-------- DATASET ROWS

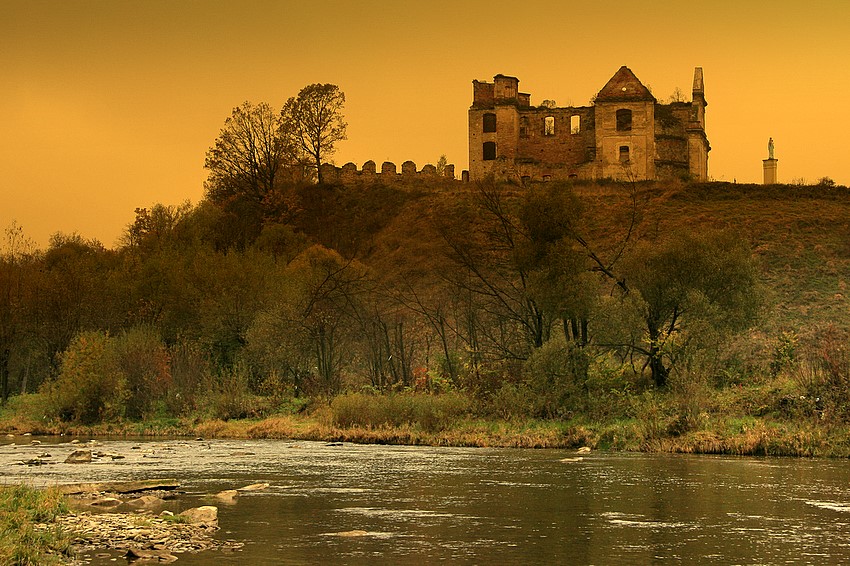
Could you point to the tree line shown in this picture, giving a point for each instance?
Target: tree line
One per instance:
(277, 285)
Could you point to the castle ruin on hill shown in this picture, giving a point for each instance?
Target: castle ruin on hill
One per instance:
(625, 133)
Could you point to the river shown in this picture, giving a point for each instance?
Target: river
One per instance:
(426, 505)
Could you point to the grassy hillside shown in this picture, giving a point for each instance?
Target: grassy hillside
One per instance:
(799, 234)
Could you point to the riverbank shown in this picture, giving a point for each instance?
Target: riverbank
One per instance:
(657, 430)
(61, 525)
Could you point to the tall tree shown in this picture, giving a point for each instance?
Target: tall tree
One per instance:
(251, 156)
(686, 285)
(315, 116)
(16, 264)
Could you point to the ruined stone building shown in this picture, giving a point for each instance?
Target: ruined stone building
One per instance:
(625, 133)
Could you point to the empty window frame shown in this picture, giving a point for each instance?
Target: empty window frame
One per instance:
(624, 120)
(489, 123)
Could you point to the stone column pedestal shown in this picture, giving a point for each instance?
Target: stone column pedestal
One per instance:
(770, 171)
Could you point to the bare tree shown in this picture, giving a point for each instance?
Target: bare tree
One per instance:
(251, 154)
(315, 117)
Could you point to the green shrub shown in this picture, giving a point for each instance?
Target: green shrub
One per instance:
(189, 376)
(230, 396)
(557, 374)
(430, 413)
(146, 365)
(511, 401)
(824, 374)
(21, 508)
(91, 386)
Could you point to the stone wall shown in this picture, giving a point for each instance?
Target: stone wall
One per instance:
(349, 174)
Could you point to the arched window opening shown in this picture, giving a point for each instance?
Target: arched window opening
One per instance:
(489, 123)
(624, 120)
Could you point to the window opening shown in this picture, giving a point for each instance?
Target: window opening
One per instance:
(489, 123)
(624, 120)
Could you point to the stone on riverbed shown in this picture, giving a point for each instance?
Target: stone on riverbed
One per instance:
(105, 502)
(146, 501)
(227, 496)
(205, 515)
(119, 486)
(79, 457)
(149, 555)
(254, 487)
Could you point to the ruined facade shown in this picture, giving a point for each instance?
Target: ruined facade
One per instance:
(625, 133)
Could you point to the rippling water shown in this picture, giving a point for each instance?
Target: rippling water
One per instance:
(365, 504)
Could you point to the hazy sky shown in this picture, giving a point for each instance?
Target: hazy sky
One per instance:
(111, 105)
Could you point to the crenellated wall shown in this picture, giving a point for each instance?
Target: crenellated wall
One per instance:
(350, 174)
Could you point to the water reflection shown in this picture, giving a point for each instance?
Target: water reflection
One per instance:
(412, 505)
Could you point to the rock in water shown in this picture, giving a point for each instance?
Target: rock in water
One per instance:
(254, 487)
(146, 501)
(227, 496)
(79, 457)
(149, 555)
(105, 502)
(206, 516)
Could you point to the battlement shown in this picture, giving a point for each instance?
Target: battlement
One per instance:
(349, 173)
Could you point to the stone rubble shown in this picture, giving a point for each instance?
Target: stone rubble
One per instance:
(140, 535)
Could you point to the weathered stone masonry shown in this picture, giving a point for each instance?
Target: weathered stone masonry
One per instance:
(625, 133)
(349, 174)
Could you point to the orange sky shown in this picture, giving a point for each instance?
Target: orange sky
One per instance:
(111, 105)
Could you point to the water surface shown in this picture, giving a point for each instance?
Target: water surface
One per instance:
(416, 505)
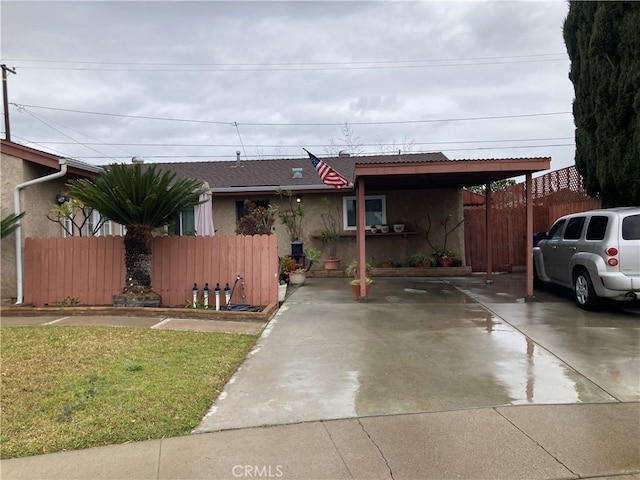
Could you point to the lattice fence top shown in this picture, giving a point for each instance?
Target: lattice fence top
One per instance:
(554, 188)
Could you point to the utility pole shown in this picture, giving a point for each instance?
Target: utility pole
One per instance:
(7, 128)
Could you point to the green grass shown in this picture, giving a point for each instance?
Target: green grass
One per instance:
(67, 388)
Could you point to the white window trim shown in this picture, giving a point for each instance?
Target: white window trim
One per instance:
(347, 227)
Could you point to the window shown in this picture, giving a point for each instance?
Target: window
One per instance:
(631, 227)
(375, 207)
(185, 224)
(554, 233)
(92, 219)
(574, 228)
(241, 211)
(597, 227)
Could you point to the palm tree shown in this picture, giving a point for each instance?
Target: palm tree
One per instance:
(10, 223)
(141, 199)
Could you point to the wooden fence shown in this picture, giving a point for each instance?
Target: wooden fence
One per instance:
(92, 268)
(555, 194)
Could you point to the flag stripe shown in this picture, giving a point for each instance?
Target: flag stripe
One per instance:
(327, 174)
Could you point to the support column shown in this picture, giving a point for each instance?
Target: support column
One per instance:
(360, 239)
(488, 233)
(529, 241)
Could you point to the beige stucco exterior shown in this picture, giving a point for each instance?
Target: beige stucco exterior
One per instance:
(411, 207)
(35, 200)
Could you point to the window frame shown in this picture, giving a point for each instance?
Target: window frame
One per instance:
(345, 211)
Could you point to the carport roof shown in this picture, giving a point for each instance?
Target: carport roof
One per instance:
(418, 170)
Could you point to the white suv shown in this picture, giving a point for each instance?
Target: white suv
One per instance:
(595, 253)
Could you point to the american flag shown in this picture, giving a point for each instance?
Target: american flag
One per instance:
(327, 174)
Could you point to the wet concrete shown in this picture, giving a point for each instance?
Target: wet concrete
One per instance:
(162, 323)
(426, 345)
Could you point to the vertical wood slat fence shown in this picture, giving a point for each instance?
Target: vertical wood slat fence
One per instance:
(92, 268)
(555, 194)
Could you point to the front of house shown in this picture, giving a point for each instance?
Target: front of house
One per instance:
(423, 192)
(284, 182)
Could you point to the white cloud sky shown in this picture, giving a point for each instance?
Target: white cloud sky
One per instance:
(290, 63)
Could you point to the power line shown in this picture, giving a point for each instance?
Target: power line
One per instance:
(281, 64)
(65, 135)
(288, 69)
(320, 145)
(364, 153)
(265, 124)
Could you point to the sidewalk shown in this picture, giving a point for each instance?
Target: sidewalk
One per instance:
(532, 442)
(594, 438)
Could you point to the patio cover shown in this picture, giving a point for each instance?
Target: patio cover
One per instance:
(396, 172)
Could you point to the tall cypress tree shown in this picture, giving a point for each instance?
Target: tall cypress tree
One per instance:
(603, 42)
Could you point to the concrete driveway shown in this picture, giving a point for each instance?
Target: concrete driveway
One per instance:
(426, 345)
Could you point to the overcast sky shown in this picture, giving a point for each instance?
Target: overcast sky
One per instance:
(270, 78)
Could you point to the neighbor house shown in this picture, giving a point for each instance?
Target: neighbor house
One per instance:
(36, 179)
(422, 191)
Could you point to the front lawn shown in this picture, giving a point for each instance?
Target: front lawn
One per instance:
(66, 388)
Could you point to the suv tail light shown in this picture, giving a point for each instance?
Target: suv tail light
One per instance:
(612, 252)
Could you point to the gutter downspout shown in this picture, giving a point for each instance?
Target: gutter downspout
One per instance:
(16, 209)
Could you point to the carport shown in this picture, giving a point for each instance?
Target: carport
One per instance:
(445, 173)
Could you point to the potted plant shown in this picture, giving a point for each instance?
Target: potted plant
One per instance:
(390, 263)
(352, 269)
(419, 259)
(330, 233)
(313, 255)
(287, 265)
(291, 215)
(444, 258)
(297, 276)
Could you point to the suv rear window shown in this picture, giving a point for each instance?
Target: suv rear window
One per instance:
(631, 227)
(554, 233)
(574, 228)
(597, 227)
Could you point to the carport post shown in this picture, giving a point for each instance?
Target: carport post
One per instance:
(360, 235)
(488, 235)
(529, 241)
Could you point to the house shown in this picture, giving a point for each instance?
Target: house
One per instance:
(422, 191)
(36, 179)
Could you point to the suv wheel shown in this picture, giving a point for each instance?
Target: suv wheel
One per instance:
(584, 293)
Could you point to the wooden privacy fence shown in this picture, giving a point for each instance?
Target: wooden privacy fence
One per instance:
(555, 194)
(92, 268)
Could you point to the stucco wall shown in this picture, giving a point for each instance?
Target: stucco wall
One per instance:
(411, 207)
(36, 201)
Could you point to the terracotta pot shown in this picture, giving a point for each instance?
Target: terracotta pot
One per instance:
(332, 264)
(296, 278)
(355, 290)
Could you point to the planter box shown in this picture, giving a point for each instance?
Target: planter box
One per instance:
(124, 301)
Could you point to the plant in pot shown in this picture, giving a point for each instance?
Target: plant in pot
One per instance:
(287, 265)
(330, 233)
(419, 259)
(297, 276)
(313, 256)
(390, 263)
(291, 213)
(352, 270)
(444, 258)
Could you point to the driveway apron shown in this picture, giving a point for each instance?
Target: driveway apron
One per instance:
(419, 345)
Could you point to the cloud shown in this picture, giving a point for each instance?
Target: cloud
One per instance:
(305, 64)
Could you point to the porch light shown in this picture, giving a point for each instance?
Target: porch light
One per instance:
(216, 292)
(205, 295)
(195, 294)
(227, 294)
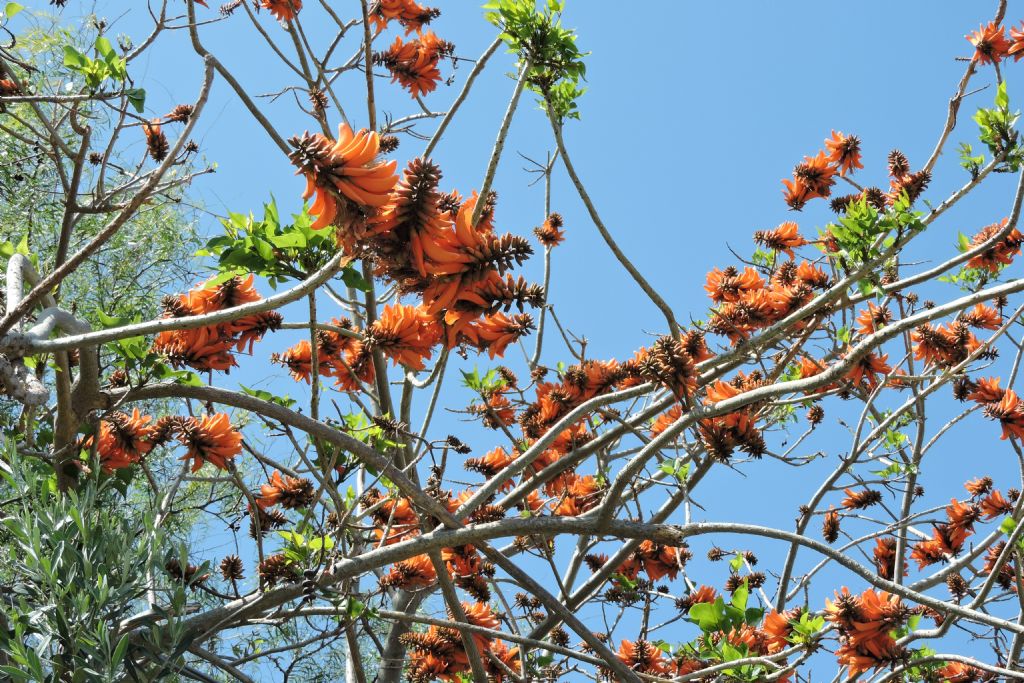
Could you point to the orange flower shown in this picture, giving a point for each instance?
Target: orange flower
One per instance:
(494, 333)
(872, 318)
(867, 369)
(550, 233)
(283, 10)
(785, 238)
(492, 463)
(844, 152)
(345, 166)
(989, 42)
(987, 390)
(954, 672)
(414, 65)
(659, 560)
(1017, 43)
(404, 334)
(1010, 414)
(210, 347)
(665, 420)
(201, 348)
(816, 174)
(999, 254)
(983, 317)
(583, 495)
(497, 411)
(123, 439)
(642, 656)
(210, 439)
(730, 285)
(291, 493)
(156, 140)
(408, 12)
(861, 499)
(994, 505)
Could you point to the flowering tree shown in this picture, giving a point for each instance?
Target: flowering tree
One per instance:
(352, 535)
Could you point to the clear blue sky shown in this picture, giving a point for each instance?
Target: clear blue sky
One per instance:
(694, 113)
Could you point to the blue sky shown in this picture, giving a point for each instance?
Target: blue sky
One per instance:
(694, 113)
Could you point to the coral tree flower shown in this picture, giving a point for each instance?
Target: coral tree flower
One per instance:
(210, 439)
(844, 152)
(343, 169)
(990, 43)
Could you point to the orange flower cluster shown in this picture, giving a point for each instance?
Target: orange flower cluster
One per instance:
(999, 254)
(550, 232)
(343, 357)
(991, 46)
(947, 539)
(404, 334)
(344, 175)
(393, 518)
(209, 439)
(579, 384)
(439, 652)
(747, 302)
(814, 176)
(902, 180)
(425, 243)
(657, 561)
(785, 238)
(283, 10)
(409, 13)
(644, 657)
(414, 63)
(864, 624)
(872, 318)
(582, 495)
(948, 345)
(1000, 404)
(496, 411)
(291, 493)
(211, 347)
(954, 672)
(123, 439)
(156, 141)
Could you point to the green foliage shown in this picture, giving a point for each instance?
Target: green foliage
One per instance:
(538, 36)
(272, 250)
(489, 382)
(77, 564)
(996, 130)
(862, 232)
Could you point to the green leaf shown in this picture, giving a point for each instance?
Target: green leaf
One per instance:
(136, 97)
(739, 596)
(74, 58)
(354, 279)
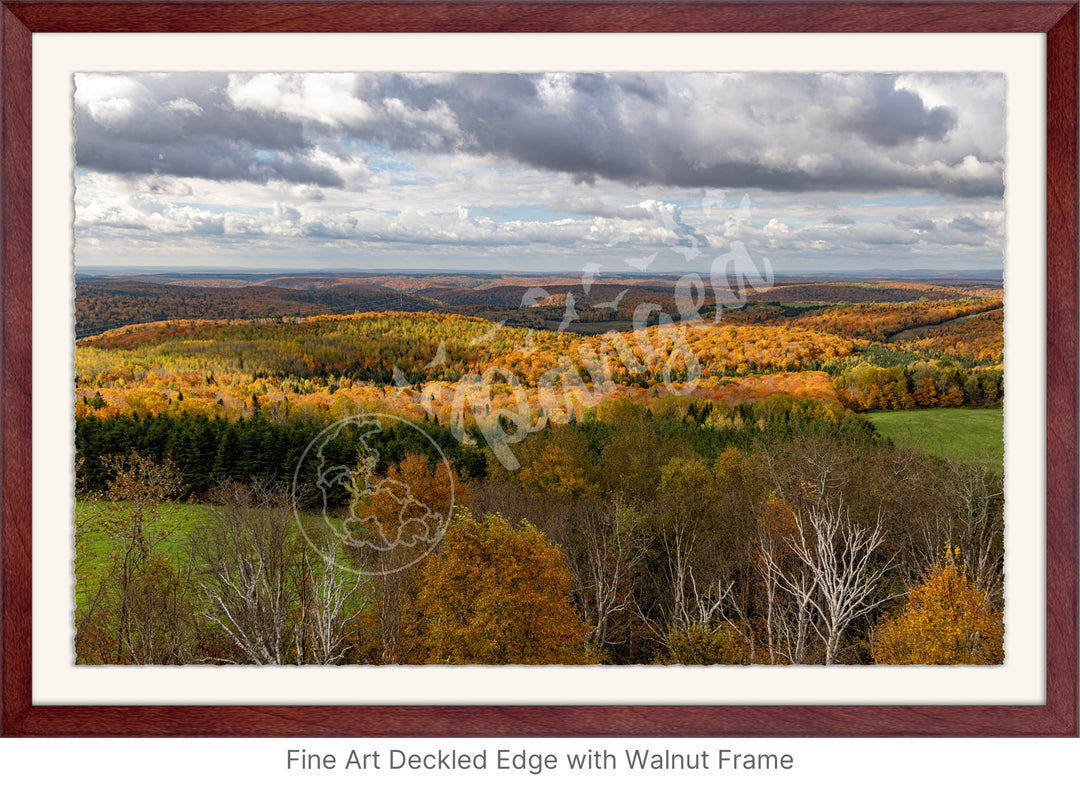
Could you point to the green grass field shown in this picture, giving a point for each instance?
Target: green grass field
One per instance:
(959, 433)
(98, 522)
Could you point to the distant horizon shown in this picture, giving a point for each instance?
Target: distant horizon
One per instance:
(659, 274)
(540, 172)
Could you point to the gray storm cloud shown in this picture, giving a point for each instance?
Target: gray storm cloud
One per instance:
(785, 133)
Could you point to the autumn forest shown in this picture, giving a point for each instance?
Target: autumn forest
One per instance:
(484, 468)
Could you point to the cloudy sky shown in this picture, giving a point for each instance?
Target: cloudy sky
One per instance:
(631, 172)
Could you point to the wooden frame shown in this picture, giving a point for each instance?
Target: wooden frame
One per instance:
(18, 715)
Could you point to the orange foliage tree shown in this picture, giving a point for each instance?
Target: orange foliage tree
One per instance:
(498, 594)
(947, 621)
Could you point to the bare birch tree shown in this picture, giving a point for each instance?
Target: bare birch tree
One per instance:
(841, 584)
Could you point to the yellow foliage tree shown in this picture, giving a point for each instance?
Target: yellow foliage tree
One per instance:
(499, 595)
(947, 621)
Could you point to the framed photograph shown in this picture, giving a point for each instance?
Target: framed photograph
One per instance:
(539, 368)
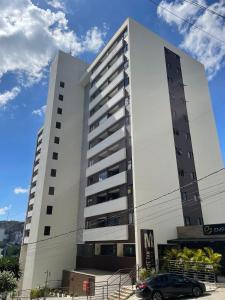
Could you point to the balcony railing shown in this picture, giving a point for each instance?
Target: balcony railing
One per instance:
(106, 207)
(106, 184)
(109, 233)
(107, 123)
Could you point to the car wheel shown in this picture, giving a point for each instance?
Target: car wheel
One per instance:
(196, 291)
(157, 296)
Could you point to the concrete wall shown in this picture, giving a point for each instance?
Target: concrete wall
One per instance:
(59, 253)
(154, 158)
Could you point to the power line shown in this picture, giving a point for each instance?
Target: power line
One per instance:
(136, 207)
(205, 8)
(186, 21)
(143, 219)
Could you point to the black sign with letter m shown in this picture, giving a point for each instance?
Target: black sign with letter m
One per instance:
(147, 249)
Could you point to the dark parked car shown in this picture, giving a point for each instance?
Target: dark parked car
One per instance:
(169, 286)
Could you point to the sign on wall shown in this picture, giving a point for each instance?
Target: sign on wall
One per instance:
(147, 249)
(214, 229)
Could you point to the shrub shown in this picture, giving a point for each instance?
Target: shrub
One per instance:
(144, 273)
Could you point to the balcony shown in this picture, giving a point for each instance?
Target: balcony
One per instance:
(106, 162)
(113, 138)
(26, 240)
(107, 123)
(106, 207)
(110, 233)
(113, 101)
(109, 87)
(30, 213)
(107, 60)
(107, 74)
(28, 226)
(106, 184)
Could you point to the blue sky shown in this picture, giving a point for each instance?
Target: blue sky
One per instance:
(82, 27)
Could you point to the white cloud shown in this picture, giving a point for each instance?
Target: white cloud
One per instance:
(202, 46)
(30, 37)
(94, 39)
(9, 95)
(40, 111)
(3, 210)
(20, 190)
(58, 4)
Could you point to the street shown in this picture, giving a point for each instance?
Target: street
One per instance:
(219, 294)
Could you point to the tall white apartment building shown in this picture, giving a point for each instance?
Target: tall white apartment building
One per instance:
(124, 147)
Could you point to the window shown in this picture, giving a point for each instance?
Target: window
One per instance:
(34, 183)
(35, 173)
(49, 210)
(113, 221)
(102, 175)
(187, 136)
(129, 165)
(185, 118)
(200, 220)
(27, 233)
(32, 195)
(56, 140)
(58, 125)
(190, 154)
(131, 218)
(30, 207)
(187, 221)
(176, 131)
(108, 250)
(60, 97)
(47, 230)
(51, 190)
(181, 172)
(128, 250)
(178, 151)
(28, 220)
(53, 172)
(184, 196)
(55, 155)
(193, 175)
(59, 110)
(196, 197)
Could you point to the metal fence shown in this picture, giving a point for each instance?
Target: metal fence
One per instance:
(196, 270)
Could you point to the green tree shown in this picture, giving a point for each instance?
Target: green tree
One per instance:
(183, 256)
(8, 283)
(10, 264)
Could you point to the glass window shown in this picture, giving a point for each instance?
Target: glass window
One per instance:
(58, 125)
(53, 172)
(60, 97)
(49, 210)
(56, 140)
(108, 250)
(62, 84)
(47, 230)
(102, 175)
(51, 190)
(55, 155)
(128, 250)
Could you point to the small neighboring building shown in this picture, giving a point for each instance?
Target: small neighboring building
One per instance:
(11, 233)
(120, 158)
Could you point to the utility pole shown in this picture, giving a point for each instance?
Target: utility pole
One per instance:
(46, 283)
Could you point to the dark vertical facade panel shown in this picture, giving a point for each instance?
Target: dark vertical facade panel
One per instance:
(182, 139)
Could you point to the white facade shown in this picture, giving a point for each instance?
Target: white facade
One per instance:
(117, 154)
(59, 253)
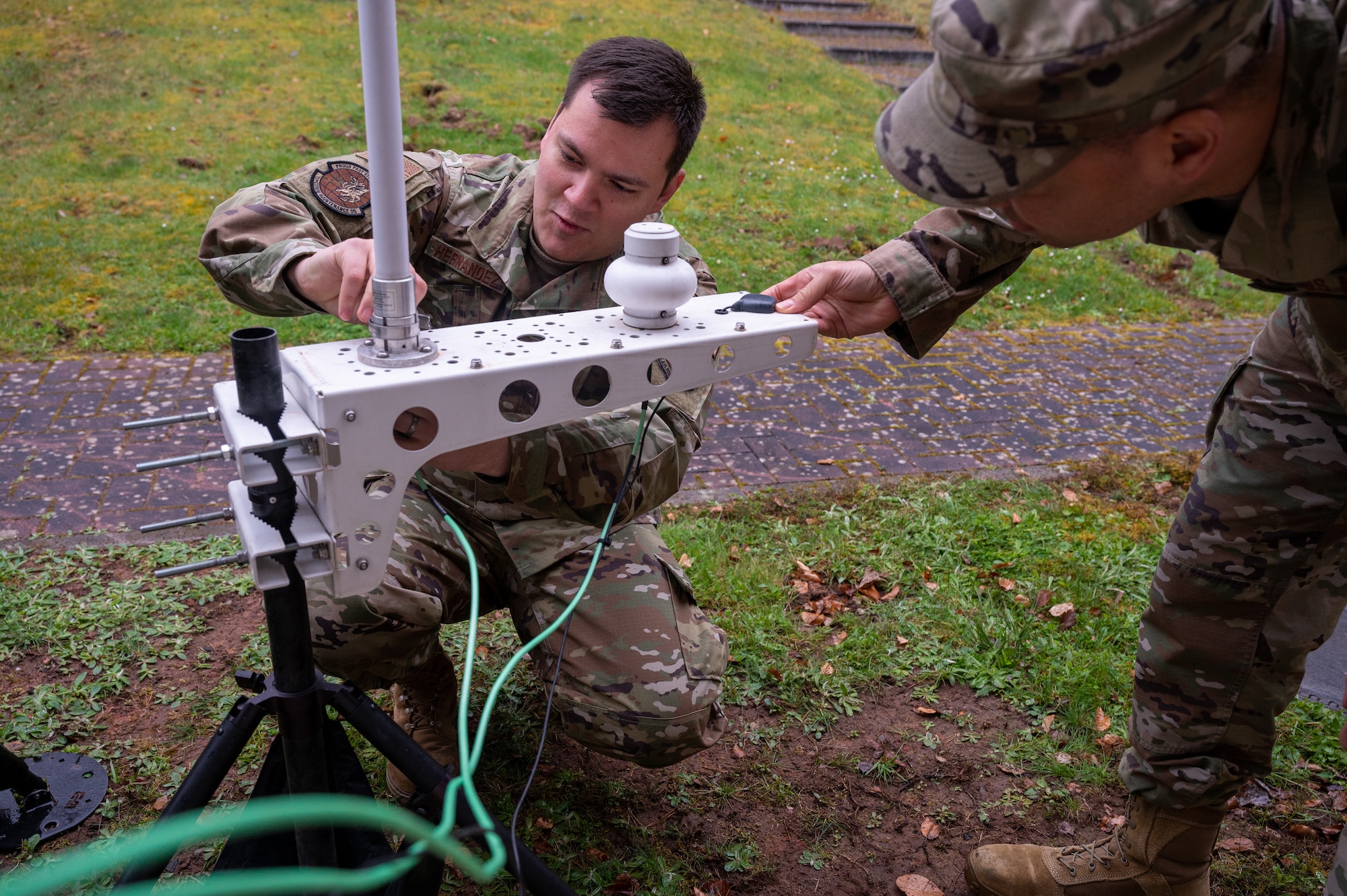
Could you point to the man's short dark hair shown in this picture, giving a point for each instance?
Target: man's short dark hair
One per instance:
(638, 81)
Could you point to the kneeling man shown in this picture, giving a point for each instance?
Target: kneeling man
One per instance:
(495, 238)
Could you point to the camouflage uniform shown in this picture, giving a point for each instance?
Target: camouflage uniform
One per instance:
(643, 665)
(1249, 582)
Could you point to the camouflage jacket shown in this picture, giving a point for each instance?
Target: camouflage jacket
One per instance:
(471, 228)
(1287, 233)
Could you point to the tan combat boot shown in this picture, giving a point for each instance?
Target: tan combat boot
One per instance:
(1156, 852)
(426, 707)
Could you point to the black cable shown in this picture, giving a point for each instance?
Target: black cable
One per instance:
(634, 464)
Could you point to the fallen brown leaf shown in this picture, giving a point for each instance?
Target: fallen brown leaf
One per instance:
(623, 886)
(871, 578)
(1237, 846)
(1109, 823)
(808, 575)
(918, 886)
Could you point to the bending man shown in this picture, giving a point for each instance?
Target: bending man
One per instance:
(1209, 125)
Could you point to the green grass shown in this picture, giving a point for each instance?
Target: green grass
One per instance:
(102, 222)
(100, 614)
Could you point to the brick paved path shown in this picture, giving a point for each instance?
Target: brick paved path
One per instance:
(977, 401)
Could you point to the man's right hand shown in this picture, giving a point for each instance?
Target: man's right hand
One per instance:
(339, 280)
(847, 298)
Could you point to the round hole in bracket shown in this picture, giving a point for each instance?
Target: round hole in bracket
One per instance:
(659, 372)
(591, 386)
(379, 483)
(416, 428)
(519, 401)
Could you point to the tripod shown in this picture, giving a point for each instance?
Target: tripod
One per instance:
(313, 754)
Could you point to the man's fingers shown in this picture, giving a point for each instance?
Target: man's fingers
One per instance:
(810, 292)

----------------

## TASK DIRECTIONS
Copy out the lines above exactly as they are, starting with the line containing "Could you point to the bending" and going on through the last line of the items.

## FINAL RESULT
Could you point to the bending man shown in this picture, giving a point for each instance?
Target: bending man
One per instance:
(1209, 125)
Could you point to the green grass shown in this picture, giving a point for each instance?
Target: green grass
One per instance:
(102, 222)
(100, 614)
Could you point to the brick paved path shown in this picture, giving a point for each instance?
Target: brick paved path
One per instance:
(977, 401)
Could you point to the man's right hand shown in this picture, giving a point for each instance?
Target: man's right hand
One per instance:
(339, 280)
(847, 298)
Could you point to the round hole in bracket shown in this picture, giving a point for each instance?
Target: round hole in bracket
One per instance:
(659, 372)
(591, 386)
(379, 483)
(416, 428)
(519, 401)
Could you point to the tripod shown in this picture, giving a point for each instance?
Target: tripod
One per instance:
(313, 754)
Could you point to the man's fingers shown in this picture, giving a point for each instance?
Target: man's fingers
One per instance:
(810, 292)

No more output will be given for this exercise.